### Requirement
For this exercise, restate every line below word for word and drop the images.

### Information shown
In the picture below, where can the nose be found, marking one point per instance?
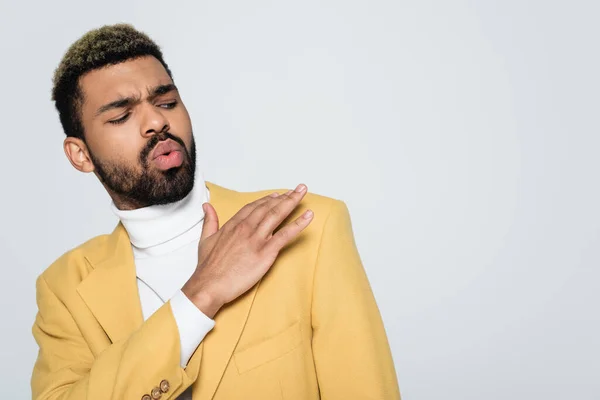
(154, 121)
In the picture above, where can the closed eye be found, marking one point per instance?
(169, 106)
(120, 120)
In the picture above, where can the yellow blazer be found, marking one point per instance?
(309, 329)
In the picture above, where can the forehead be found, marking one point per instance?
(132, 77)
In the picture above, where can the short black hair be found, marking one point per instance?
(108, 45)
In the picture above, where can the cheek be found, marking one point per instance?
(117, 144)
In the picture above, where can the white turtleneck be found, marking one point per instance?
(165, 241)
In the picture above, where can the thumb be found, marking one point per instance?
(211, 221)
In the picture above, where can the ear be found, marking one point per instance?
(78, 154)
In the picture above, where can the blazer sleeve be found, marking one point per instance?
(66, 369)
(350, 347)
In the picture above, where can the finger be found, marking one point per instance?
(210, 226)
(289, 232)
(248, 208)
(271, 214)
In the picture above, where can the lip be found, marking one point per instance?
(165, 147)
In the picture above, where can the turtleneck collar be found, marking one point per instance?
(158, 229)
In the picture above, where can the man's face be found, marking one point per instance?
(138, 133)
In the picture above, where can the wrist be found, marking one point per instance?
(204, 299)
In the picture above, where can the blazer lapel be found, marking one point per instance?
(218, 346)
(110, 291)
(111, 294)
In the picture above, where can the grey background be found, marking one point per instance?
(463, 135)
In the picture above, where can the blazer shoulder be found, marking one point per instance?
(68, 270)
(318, 203)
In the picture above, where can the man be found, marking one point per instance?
(200, 291)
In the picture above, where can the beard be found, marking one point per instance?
(149, 186)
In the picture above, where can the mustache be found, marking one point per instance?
(154, 140)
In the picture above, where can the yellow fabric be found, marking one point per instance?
(309, 329)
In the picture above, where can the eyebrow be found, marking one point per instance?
(130, 100)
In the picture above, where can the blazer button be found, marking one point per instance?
(156, 393)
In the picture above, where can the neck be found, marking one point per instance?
(152, 227)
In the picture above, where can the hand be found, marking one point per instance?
(235, 257)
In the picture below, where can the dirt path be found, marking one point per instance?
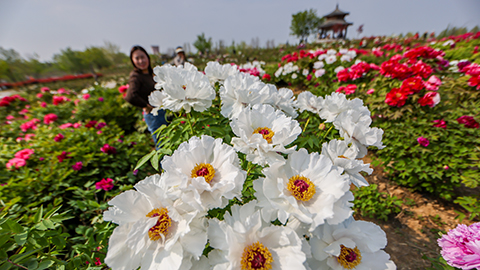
(414, 232)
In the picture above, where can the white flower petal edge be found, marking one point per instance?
(307, 187)
(204, 171)
(262, 132)
(236, 238)
(156, 230)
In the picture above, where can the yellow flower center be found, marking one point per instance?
(256, 256)
(266, 133)
(163, 223)
(301, 188)
(204, 169)
(349, 258)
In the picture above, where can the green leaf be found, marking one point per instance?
(21, 238)
(144, 159)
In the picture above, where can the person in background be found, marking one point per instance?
(141, 84)
(179, 59)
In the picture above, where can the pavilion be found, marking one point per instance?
(334, 22)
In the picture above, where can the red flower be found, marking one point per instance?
(105, 184)
(396, 97)
(63, 155)
(59, 137)
(430, 99)
(440, 123)
(413, 85)
(468, 121)
(109, 150)
(50, 118)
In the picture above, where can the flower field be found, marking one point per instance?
(262, 167)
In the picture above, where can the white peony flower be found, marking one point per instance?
(243, 241)
(184, 88)
(354, 127)
(318, 65)
(330, 59)
(205, 171)
(307, 187)
(320, 72)
(337, 69)
(352, 245)
(345, 157)
(240, 91)
(156, 100)
(308, 101)
(263, 132)
(217, 72)
(282, 99)
(155, 231)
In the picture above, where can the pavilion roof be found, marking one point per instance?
(336, 12)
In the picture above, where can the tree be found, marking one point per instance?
(202, 44)
(304, 24)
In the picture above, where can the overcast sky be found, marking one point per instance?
(45, 27)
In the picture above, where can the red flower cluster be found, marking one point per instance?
(423, 52)
(355, 71)
(105, 184)
(109, 150)
(5, 101)
(468, 121)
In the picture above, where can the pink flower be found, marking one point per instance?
(16, 163)
(64, 126)
(105, 184)
(461, 246)
(433, 83)
(430, 99)
(25, 153)
(440, 123)
(423, 141)
(109, 150)
(77, 166)
(50, 118)
(59, 137)
(63, 155)
(468, 121)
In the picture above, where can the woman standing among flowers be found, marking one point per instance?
(141, 84)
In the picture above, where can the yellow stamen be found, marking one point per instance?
(204, 169)
(349, 258)
(265, 132)
(256, 257)
(163, 223)
(301, 188)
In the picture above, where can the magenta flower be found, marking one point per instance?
(468, 121)
(423, 141)
(24, 154)
(105, 184)
(77, 166)
(107, 149)
(440, 123)
(461, 246)
(50, 118)
(16, 163)
(63, 155)
(59, 137)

### Written answer
In the picture below, where can the nose be found, marking one point per instance?
(154, 121)
In the picture above, where can the closed eye be found, marking one point per instance?
(169, 106)
(120, 120)
In the picture above, where can the yellow blazer be found, marking one point per instance?
(309, 329)
In the picture above, where can the forehead be found, marking one point per instance?
(132, 77)
In the picture above, where can the short black hair be found, marking one point per instance?
(108, 45)
In the picture above, where can the cheek be found, marking one point per instance?
(117, 144)
In the picture above, where can the white turtleneck be found, marking one point per instance?
(165, 241)
In the picture above, where can the thumb be found, marking one point per instance?
(211, 221)
In the picture above, where can the ear be found, marking one point per instance?
(78, 154)
In the picture above, where can the blazer sleeve be found, marking one point per instance?
(66, 369)
(350, 347)
In the picture above, where can the finger be found, marking one point per instance?
(210, 226)
(289, 232)
(248, 208)
(271, 214)
In the picture above, where can the lip be found, marking one point per instance?
(165, 147)
In the picture above, where can the turtleneck collar be found, marking one point per instance?
(158, 229)
In the picture above, where can the man's face be found, marking one point per instance?
(138, 133)
In the picture above, where can the wrist be found, marking one point per instance?
(204, 299)
In the picture above, where can the blazer lapel be found, marking one point per instance?
(218, 346)
(110, 291)
(111, 294)
In the picture above, where can the grey background be found, marking one point per instance?
(463, 135)
In the picture above, where can the blazer shoulder be found, marking one point per instance?
(68, 270)
(318, 203)
In the picture above, where can the man be found, marking one point per instance?
(200, 291)
In the picture above, where can the beard be found, marking one point per instance?
(149, 186)
In the picture above, where can the mustache be found, marking one point per instance?
(154, 140)
In the picture above, where can the yellow fabric be found, marking one point per instance?
(309, 329)
In the picture above, where can the eyebrow be found, marking one point per instance?
(130, 100)
In the picture above, where can the blazer button be found, marking one point per instance?
(156, 393)
In the picture above, where can the neck be found, marking one point per instance?
(152, 227)
In the picture above, where can the hand be found, marking one point per instance?
(235, 257)
In the picture below, where can the dirt path be found, marking one point per instance?
(414, 232)
In the picture above, where can the white flower petal edge be found, marking one point per instance?
(307, 187)
(204, 171)
(262, 132)
(236, 238)
(156, 230)
In the picture above, where can the yellow flower center be found, marking one point per instance?
(256, 256)
(266, 133)
(163, 223)
(301, 188)
(204, 169)
(349, 258)
In the picture above, where can the green leaf be found, marking one point per instance?
(21, 238)
(144, 159)
In the picture above, where can the person in background be found, marking one point per instance?
(141, 84)
(179, 59)
In the picture above, where can the pavilion be found, marking one point per instance?
(334, 22)
In the picture above, where can the red flower be found, marking one point per instance?
(105, 184)
(396, 97)
(63, 155)
(59, 137)
(430, 99)
(440, 123)
(413, 85)
(468, 121)
(109, 150)
(50, 118)
In the picture above, where can the flower field be found, marking one point per instance?
(262, 167)
In the picture above, where can the white peony flower be found, marking one point per instance?
(243, 241)
(184, 88)
(354, 127)
(318, 65)
(330, 59)
(205, 171)
(307, 187)
(320, 72)
(337, 69)
(352, 245)
(345, 157)
(240, 91)
(156, 100)
(308, 101)
(263, 132)
(217, 72)
(282, 99)
(155, 231)
In the picture above, where can the pavilion roof be found, marking one point per instance?
(336, 12)
In the picture above, where can the tree be found, marking one point per instance?
(202, 44)
(304, 24)
In the picture above, where can the overcast sky be found, marking one point per instance?
(45, 27)
In the picture above, where can the red flower cluster be found, marking one point per instance?
(423, 52)
(355, 71)
(105, 184)
(109, 150)
(5, 101)
(468, 121)
In the picture above, where can the pink flower be found, marking one point per instance?
(16, 163)
(64, 126)
(105, 184)
(461, 246)
(433, 83)
(430, 99)
(25, 153)
(440, 123)
(423, 141)
(109, 150)
(77, 166)
(50, 118)
(59, 137)
(63, 155)
(468, 121)
In the picture above, where can the woman standing among flowers be found, marking one point per instance?
(141, 84)
In the picture above, where can the yellow stamen be found, marking one point per instance?
(204, 169)
(349, 258)
(265, 132)
(256, 257)
(163, 223)
(301, 188)
In the picture above, where can the magenta flower be found, marking one point per instance?
(468, 121)
(423, 141)
(24, 154)
(105, 184)
(77, 166)
(107, 149)
(440, 123)
(461, 246)
(50, 118)
(16, 163)
(63, 155)
(59, 137)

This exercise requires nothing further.